■ TAREA 1
En la reseña de «Suavemente ribera», ¿qué nombre le ha dado Luis Alberto de Cuenca a la poesía de los jóvenes autores de las redes sociales?
■ TAREA 2
Prolonga la reseña de «Suavemente ribera» desde su última frase.

Suavemente ribera, de Antonio Mantilla
/una reseña de Carlos Alcorta/

Es de todos sabido que en los últimos años conviven en el panorama poético español diferentes maneras de concebir el acto creativo sin apenas fricciones, de forma natural, olvidados ya los enfrentamientos entre los paladines de una u otra tendencia. Ahora el enemigo común parece ser otro: el que representan los jóvenes autores (no me atrevo a llamarles poetas) que nacen bajo al amparo de las redes sociales; autores que practican un tipo de poesía que podríamos denominar, si el adjetivo no conllevara una carga artística tan relevante, naíf y que un poeta como Luis Alberto de Cuenca ha definido como parapoesía, un tipo de poesía que poco tiene que ver con la poesía entendida como un artefacto verbal (O. Paz) que indaga en el conocimiento personal y colectivo, en el conocimiento del entorno. Como digo, los autores que lo practican son últimamente el blanco de todas las críticas, vengan de donde vengan. Podemos contar con los dedos de una mano a los autores consagrados que les han concedido carta de naturaleza poética, aunque sospecho que este beneplácito está fundado en motivos puramente mercantiles (después de visitar algunas ferias del libro y fijarnos en las casetas que cobijan a estos jóvenes, comenzamos a percibir ya ciertos síntomas de hartazgo por parte de los lectores) y no en razones estrictamente literarias (esta última posibilidad nos desconcertaría aún más viniendo como viene de autores a quienes, en muchos casos, admiramos).

■ DATOS PARA REVISAR
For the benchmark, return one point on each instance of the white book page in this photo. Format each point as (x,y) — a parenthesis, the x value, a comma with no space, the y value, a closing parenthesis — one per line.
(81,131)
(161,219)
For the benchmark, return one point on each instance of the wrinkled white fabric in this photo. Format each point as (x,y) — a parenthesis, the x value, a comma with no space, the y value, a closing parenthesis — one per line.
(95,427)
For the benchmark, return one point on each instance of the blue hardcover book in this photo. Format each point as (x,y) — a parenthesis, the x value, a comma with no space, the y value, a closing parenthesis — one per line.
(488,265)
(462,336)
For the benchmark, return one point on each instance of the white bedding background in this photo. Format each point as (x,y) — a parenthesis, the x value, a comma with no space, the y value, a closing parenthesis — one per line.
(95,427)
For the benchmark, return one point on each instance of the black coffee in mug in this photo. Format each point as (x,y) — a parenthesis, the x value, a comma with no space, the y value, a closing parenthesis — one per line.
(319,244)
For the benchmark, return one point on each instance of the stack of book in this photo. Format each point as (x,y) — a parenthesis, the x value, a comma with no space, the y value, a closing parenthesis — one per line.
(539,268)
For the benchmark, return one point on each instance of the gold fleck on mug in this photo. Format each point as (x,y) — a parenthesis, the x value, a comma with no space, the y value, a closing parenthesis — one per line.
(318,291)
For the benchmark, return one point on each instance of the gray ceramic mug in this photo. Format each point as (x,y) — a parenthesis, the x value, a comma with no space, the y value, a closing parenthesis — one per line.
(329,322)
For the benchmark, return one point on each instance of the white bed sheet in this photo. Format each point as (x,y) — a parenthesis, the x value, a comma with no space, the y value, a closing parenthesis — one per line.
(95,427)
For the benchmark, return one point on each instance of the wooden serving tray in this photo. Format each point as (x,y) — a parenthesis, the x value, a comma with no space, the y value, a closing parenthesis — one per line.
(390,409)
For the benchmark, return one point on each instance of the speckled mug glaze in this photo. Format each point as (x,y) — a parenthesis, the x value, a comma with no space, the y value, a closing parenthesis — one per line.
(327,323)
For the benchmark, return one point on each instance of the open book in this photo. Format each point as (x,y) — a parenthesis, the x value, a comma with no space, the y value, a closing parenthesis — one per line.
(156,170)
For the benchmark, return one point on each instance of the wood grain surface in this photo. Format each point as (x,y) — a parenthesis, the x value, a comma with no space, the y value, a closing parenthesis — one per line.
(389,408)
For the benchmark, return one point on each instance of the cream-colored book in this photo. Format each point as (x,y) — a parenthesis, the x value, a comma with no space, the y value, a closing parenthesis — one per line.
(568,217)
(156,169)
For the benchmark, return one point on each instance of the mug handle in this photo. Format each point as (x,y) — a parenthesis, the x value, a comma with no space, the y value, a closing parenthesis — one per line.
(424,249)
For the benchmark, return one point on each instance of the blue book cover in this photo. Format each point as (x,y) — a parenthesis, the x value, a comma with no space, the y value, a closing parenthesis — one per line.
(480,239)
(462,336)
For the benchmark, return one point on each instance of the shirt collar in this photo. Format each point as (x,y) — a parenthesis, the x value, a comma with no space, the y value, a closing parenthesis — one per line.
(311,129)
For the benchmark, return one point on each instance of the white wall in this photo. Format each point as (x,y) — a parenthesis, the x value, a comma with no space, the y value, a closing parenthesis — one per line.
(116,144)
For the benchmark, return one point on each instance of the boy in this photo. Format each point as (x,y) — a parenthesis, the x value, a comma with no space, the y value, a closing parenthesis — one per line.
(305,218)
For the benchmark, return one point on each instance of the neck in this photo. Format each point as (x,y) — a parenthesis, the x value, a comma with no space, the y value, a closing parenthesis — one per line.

■ RESPUESTA 1
Parapoesía.

■ RESPUESTA 2
Hoy en día contemplamos en las estanterías de las librerías (las que se resisten al asedio de una invasión tan voraz) libros publicados bajo el amparo del más acendrado vanguardismo lírico junto a otros que defienden un patrón formal más clásico, en sus diferentes posibioidades, sin que nadie se rasgue las vestiduras. La buena poesía carece de etiquetas, es buena provenga de donde provenga, y buena, excelente poesía es la que podemos leer en Suavemente ribera, el último libro de Antonio Manilla (León, 1967), un poeta de larga trayectoria reconocida con importantes galardones y que con el Premio de la Generación del 27 confirma su solidez.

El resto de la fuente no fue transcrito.